* Start *

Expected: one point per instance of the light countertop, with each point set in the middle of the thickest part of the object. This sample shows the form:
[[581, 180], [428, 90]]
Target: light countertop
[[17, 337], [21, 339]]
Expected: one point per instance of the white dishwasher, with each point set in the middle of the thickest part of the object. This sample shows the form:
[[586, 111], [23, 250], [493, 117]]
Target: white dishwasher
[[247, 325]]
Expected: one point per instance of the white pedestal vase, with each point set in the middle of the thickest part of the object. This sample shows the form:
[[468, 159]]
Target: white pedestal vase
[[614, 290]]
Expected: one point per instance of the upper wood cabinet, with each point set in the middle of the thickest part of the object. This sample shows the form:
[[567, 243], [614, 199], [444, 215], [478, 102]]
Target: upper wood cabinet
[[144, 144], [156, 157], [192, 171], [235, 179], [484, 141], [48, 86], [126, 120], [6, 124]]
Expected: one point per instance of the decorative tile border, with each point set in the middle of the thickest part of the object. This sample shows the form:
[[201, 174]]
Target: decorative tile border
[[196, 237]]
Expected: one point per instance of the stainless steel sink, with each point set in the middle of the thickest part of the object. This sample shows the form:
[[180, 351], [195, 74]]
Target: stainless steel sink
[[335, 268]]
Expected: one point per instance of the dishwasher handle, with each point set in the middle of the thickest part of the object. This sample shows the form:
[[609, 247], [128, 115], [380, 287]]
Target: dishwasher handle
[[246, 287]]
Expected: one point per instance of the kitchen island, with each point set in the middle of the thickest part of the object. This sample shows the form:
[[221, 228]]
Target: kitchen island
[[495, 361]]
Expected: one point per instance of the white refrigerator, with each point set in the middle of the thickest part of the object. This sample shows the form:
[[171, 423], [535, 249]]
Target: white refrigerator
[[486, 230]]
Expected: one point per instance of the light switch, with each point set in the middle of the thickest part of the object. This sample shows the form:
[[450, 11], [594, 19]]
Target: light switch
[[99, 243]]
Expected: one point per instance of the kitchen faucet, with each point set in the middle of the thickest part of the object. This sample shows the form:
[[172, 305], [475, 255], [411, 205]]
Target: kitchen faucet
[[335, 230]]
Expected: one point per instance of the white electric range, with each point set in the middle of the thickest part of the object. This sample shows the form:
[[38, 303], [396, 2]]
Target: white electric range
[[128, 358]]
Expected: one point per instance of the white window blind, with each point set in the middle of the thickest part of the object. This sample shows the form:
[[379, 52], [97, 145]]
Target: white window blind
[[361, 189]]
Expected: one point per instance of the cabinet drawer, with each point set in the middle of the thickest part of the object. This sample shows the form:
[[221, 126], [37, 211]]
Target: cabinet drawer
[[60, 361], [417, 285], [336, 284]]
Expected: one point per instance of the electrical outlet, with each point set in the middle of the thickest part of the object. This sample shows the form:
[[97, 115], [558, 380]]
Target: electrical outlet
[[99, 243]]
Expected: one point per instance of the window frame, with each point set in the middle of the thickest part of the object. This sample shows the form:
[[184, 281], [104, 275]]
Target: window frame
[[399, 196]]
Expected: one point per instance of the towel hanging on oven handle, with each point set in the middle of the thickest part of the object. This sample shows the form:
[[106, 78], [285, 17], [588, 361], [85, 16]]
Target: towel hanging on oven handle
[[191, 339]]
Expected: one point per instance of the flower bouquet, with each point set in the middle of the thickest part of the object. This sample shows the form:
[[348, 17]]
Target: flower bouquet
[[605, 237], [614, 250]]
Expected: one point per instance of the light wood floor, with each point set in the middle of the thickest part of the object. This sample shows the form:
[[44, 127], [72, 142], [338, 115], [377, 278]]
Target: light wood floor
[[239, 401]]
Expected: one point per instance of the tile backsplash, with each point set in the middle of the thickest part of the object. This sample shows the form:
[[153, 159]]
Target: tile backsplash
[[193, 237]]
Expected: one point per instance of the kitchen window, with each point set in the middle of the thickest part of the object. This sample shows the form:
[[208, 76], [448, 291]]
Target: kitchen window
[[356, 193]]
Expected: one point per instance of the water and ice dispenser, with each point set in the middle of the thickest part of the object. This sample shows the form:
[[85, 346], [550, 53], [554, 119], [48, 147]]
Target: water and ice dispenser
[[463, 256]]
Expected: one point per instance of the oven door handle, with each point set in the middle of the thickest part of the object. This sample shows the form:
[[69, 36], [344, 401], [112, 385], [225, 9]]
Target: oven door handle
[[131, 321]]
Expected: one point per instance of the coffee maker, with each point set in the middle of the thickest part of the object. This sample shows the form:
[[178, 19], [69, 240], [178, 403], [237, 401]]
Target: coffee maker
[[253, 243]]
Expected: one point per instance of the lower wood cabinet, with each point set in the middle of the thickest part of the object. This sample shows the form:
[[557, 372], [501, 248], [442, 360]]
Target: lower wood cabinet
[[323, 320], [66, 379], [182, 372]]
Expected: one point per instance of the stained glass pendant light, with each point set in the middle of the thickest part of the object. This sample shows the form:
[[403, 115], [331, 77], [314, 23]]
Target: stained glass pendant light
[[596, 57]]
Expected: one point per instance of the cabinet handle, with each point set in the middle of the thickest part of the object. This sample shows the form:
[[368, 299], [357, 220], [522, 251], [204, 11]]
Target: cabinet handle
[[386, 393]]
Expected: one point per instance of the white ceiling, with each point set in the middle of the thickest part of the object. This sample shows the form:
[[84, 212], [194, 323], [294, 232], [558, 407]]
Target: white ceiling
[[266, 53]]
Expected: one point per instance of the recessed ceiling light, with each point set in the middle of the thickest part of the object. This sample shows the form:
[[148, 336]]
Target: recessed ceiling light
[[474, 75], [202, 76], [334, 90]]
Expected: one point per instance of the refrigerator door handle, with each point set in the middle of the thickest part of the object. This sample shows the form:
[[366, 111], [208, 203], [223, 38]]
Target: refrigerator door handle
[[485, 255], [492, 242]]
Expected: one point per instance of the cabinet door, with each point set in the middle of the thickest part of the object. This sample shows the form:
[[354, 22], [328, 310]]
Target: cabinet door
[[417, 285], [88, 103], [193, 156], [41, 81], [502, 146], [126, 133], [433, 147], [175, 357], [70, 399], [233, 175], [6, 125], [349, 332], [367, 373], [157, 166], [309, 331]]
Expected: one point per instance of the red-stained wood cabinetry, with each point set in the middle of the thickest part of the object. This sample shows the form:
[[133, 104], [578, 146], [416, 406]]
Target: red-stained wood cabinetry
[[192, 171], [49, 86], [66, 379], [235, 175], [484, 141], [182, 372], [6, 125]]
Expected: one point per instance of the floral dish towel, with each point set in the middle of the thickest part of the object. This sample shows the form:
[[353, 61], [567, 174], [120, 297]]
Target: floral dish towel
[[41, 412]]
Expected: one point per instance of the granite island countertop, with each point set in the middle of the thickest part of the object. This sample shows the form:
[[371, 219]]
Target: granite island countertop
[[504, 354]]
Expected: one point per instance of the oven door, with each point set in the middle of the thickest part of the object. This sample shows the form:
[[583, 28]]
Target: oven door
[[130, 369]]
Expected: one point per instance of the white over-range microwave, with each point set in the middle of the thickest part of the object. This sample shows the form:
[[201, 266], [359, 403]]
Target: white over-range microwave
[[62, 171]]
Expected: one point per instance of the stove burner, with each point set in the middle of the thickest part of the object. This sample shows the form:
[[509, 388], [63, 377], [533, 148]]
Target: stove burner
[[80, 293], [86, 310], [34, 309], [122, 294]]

* End *

◆ **Work required**
Copy all of the material above word for word, leaving out no line.

◆ **Solution for this problem**
Expected: one point per instance of the light countertop, with each point set in the middle of the thickest part of the object. This sample shows the form:
[[581, 180], [428, 90]]
Target: light countertop
[[17, 337], [21, 339]]
Expected: one point per instance of the white dishwasher, with each point set in the middle of the thickest part of the object. This sample shows the form:
[[586, 111], [23, 250], [493, 117]]
Target: white dishwasher
[[247, 325]]
Expected: one point per instance of the white pedestal vase, with each point set in the middle of the thickest part of the object. This sample shows the form:
[[468, 159]]
Target: white pedestal vase
[[614, 290]]
Expected: one point per instance of the upper wood cabinet, with each point set in the middle of the thickest part of the object. This sample shows the form:
[[567, 243], [614, 199], [444, 215], [478, 102]]
Target: upper wood cabinet
[[144, 144], [156, 157], [192, 171], [235, 179], [484, 141], [48, 86], [126, 120], [6, 124]]
Expected: one point per instance of the decorative tile border, with each point set in the middle of the thickest part of the object. This sample shows the form:
[[201, 174]]
Target: decorative tile border
[[196, 237]]
Expected: one point per instance of the stainless steel sink, with each point set in the middle of the thickest part of the object. This sample shows the form:
[[180, 351], [195, 74]]
Target: stainless steel sink
[[335, 268]]
Expected: one point per instance of the dishwasher handle, with each point set in the middle of the thickest part of the object. This sample shows the form:
[[609, 247], [128, 115], [380, 287]]
Target: dishwasher handle
[[246, 287]]
Expected: one point per instance of the kitchen island, with each point set in the middle of the thickest part of the object. This sample shows the form:
[[221, 228]]
Target: kitchen island
[[495, 361]]
Expected: one point per instance of the white refrigerator, with each point set in the middle of the thickest part of the object. This sample shows the form:
[[171, 423], [535, 249]]
Target: white refrigerator
[[486, 230]]
Expected: one point per instance of the light switch, with each point set in the middle of the thickest part of the object. This sample shows the form:
[[450, 11], [594, 19]]
Target: light switch
[[99, 243]]
Expected: one point per instance of the kitchen faucet, with each point set in the middle of the thickest part of the object. This sample shows the form:
[[172, 305], [475, 255], [411, 205]]
Target: kitchen faucet
[[335, 230]]
Expected: one point per instance of the white electric range, with each point set in the middle of the thickest part of the object. This sample shows the form:
[[38, 303], [396, 2]]
Target: white electric range
[[128, 358]]
Expected: one point per instance of the white window blind, with each point set in the middle of the thickest part of the object. This sample shows the form:
[[379, 52], [97, 145]]
Target: white window blind
[[361, 189]]
Expected: one point per instance of the cabinet drawer, with each point set in the middle of the thickest part of the object. This sample shows the form:
[[221, 126], [37, 211]]
Target: cabinet drawer
[[60, 361], [417, 285], [336, 284]]
Expected: one point per instance of the electrical outlet, with each point set in the middle of the thickest part of the object. This sample shows the form:
[[97, 115], [558, 380]]
Target: electrical outlet
[[99, 243]]
Expected: one point per instance of the window frame, with each point set in the middle of the thickest part of the object. This sample shows the form:
[[184, 281], [104, 275]]
Target: window frame
[[399, 196]]
Expected: one point per instance of the towel hanging on oven handle, with each point set in the middle of the thickest part of the object. This sample shows the form:
[[106, 78], [285, 17], [588, 361], [85, 16]]
Target: towel hanging on oven handle
[[191, 339]]
Expected: one point per instance of the flower bouquet, with each point set in the middle of the thickest part of the object. This sample shows the form:
[[348, 17]]
Target: flower bouquet
[[605, 237], [614, 250]]
Expected: one point per instance of the light wood floor, with each point set in the middle of the thickest part of the object. This sample shows the form:
[[44, 127], [72, 142], [338, 115], [377, 278]]
Target: light wood floor
[[239, 401]]
Expected: one point per instance of the tile backsplash, with each point set in the middle of the thickest part of the object. This sample shows the form:
[[153, 159]]
Target: tile backsplash
[[193, 237]]
Expected: one point per instance of the kitchen window, with each point set in the middle of the thickest part of the object. This sample shows the form:
[[208, 76], [448, 291]]
Target: kitchen window
[[356, 193]]
Expected: one point per instance of the water and ice dispenser, with each point set in the middle of the thickest part of the object. This sample shows the form:
[[85, 346], [550, 53], [554, 119], [48, 147]]
Target: water and ice dispenser
[[463, 256]]
Expected: one point per instance of the oven door handle, with each point set in the middle of the thickest part of the object. This sample shows the form:
[[69, 36], [344, 401], [112, 385], [225, 9]]
Target: oven door handle
[[131, 321]]
Expected: one point per instance of the coffee maker, with each point set in the middle of the thickest part of the object. This sample shows the form:
[[178, 19], [69, 240], [178, 403], [237, 401]]
Target: coffee maker
[[253, 243]]
Expected: one point per instance of the lower wood cabinet, with each point set in the middle of the thickest part of the object. This sample shows the form:
[[557, 372], [501, 248], [442, 360]]
Target: lower wood cabinet
[[323, 320], [66, 379], [182, 372]]
Expected: one point per instance of the stained glass pendant light, with each point set in the middle of the thickest part of the object. This sample shows the form:
[[403, 115], [331, 77], [314, 23]]
Target: stained glass pendant light
[[596, 57]]
Expected: one point per instance of the cabinet handle, with each point set in the middle of the thickest part of the object. This sample shows the form:
[[368, 299], [357, 220], [522, 251], [204, 11]]
Target: cabinet handle
[[386, 393]]
Expected: one point per instance of the white ceiling, with each point set in the middle of the thickest part of the object. This sample shows the form:
[[84, 212], [194, 323], [294, 232], [558, 407]]
Target: white ceiling
[[266, 53]]
Expected: one point per instance of the recessed ceiling light, with each point set in the middle of the thickest part of the object. This sample shows the form:
[[148, 336]]
Target: recessed ceiling light
[[474, 75], [202, 76], [334, 90]]
Expected: one point per instance of the refrigerator door handle, with each point set in the middle of the thickest part of the object. This sample shows the form:
[[366, 111], [208, 203], [223, 38]]
Target: refrigerator door handle
[[485, 255], [492, 242]]
Expected: one point per instance of the cabinet door, with each point set in the middle of the thickest part of the object. This sample shows the form:
[[354, 22], [328, 310]]
Target: cabinet door
[[417, 285], [88, 103], [193, 156], [41, 81], [502, 146], [126, 133], [433, 147], [175, 357], [70, 399], [233, 175], [6, 125], [349, 332], [367, 373], [157, 166], [309, 331]]
Expected: one point per instance of the red-stained wood cabinetry, with each point set in the middle of the thickest part of the object. This sample shows the form:
[[133, 104], [578, 146], [416, 406]]
Target: red-stained wood cabinetry
[[192, 171], [49, 86], [66, 379], [235, 175], [484, 141], [182, 372], [6, 125]]
Expected: one point per instance of the floral dish towel, with each point set in the middle of the thickest part of the object. This sample shows the form:
[[353, 61], [567, 174], [120, 297]]
Target: floral dish towel
[[41, 412]]
Expected: one point per instance of the granite island countertop, with each point set in the middle of the thickest part of the object. This sample shows the form:
[[371, 219]]
Target: granite island countertop
[[504, 354]]
Expected: one point per instance of the oven door, with each point set in the middle of the thickest part of the object. This sample shows the form:
[[583, 28]]
Target: oven door
[[130, 369]]
Expected: one point per instance of the white over-range microwave, with each point set in the middle of the thickest part of the object. This sample shows the form:
[[201, 266], [359, 403]]
Target: white over-range microwave
[[62, 171]]
Expected: one point per instance of the stove burner, with each point set in the middle of the thickest part of the object. This sample shows the form:
[[509, 388], [63, 377], [533, 148]]
Target: stove burner
[[80, 293], [86, 310], [34, 309], [122, 294]]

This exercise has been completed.